• _What you should do_
Collect every line of the records below that contains the word "tree", and treat case as significant when matching.

• _Information given_
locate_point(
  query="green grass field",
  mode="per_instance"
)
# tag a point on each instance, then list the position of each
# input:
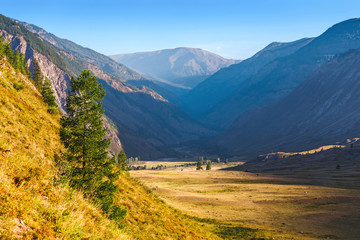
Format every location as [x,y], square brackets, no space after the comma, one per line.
[243,205]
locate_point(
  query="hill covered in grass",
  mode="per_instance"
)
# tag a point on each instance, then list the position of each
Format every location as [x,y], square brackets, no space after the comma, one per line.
[34,204]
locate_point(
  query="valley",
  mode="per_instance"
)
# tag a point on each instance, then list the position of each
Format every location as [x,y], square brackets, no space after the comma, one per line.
[116,145]
[302,203]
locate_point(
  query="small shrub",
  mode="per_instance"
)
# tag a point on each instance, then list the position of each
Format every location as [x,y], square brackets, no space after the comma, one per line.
[18,86]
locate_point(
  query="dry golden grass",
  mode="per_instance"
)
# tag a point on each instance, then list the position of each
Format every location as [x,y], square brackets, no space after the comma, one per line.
[273,206]
[33,205]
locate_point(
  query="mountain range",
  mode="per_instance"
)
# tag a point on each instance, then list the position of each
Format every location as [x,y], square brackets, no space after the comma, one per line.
[323,110]
[181,67]
[287,97]
[144,122]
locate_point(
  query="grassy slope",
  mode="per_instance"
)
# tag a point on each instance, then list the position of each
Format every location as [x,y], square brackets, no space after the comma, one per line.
[32,205]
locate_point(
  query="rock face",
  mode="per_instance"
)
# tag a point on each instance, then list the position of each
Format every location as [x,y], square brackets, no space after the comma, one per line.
[59,81]
[146,122]
[184,67]
[323,110]
[208,95]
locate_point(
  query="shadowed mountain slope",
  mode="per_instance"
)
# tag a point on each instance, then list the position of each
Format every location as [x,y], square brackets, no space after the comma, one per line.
[220,86]
[130,113]
[181,66]
[323,110]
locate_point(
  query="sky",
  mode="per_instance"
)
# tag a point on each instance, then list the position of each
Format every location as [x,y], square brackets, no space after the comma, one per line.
[231,28]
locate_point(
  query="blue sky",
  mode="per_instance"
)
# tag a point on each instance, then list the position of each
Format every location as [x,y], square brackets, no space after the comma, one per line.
[231,28]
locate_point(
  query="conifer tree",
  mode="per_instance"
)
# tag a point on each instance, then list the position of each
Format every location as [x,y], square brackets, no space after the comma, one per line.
[82,133]
[122,161]
[48,96]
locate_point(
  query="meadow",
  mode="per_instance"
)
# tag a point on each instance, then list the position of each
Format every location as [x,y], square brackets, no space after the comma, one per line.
[244,205]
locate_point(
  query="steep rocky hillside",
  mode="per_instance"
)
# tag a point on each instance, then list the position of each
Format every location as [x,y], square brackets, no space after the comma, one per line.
[323,110]
[185,67]
[130,114]
[31,204]
[220,86]
[34,205]
[79,56]
[282,76]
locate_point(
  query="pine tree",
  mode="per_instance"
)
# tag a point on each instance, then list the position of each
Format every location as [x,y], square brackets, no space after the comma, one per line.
[48,97]
[82,133]
[2,46]
[8,52]
[122,161]
[199,165]
[37,77]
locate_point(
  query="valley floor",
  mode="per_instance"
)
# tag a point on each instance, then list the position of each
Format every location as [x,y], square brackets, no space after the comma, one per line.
[244,205]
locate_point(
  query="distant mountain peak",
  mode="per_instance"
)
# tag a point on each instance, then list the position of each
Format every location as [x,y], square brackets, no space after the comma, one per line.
[184,66]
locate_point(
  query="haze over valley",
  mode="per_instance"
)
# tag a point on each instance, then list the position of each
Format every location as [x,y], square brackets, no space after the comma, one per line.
[179,136]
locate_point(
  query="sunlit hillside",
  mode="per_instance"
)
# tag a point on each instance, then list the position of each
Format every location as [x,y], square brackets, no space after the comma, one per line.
[33,204]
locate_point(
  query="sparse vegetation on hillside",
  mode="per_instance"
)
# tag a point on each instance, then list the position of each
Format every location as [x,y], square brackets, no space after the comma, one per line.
[35,42]
[91,170]
[34,203]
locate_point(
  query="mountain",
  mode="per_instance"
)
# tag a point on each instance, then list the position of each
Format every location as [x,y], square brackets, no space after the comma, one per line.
[140,130]
[322,110]
[281,76]
[184,67]
[36,201]
[217,88]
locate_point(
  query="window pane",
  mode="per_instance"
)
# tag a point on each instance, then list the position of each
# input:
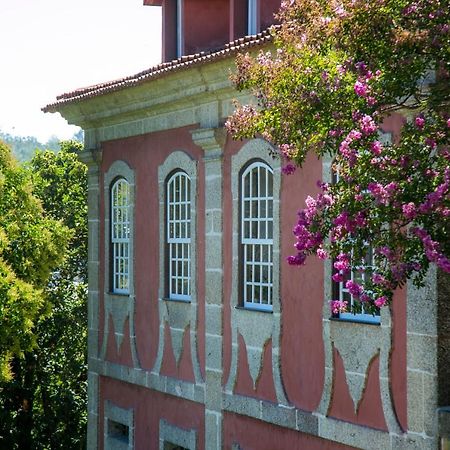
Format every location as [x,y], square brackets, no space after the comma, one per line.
[257,231]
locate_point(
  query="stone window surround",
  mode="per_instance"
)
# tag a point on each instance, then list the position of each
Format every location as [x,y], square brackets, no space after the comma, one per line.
[171,434]
[244,176]
[117,241]
[119,306]
[256,327]
[253,151]
[122,416]
[118,169]
[179,315]
[177,161]
[175,238]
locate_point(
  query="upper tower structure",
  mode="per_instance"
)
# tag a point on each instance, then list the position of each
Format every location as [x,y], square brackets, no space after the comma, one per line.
[194,26]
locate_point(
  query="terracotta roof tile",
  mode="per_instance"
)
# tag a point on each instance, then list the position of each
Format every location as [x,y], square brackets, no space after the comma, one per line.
[159,70]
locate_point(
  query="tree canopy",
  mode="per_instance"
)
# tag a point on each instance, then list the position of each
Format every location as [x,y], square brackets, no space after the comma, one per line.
[339,69]
[43,398]
[31,245]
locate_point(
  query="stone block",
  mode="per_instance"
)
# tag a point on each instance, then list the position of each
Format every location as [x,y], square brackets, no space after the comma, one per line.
[422,353]
[93,267]
[113,370]
[199,393]
[213,286]
[240,404]
[213,390]
[430,404]
[415,402]
[214,218]
[444,422]
[156,382]
[214,198]
[180,388]
[213,249]
[213,430]
[278,415]
[306,422]
[420,299]
[213,352]
[413,442]
[92,431]
[93,342]
[92,393]
[353,435]
[213,322]
[93,238]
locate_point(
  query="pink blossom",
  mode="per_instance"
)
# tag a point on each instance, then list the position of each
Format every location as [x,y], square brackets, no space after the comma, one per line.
[338,306]
[380,301]
[376,147]
[430,142]
[354,288]
[409,210]
[420,122]
[337,277]
[368,126]
[342,262]
[296,260]
[288,169]
[378,279]
[361,89]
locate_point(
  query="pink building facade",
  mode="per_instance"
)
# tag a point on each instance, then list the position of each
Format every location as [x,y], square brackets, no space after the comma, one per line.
[200,335]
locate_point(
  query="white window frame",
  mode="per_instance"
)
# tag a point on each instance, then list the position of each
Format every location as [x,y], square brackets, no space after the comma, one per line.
[252,17]
[356,276]
[178,235]
[343,291]
[262,242]
[120,236]
[180,28]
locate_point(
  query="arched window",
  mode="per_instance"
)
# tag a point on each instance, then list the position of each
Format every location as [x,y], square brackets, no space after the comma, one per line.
[252,20]
[359,275]
[120,236]
[178,234]
[257,236]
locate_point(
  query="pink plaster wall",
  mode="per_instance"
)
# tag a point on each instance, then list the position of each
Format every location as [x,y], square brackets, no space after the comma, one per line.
[370,409]
[252,434]
[149,407]
[302,348]
[144,154]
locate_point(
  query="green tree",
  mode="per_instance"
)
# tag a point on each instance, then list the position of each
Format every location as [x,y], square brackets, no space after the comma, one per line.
[44,405]
[340,67]
[31,246]
[60,396]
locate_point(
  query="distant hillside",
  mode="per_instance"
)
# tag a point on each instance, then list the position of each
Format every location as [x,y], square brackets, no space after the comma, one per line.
[24,147]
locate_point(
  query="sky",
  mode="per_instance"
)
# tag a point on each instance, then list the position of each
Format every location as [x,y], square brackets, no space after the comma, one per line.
[49,47]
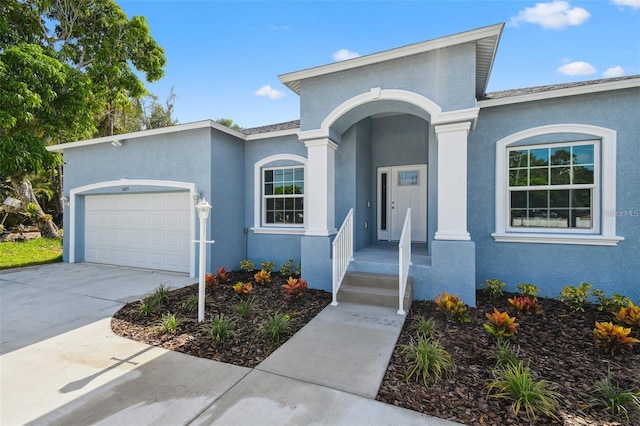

• _Response for this exercise_
  query="conifer tree",
  query="pine tree",
  query="tree canopy",
  query="green tree",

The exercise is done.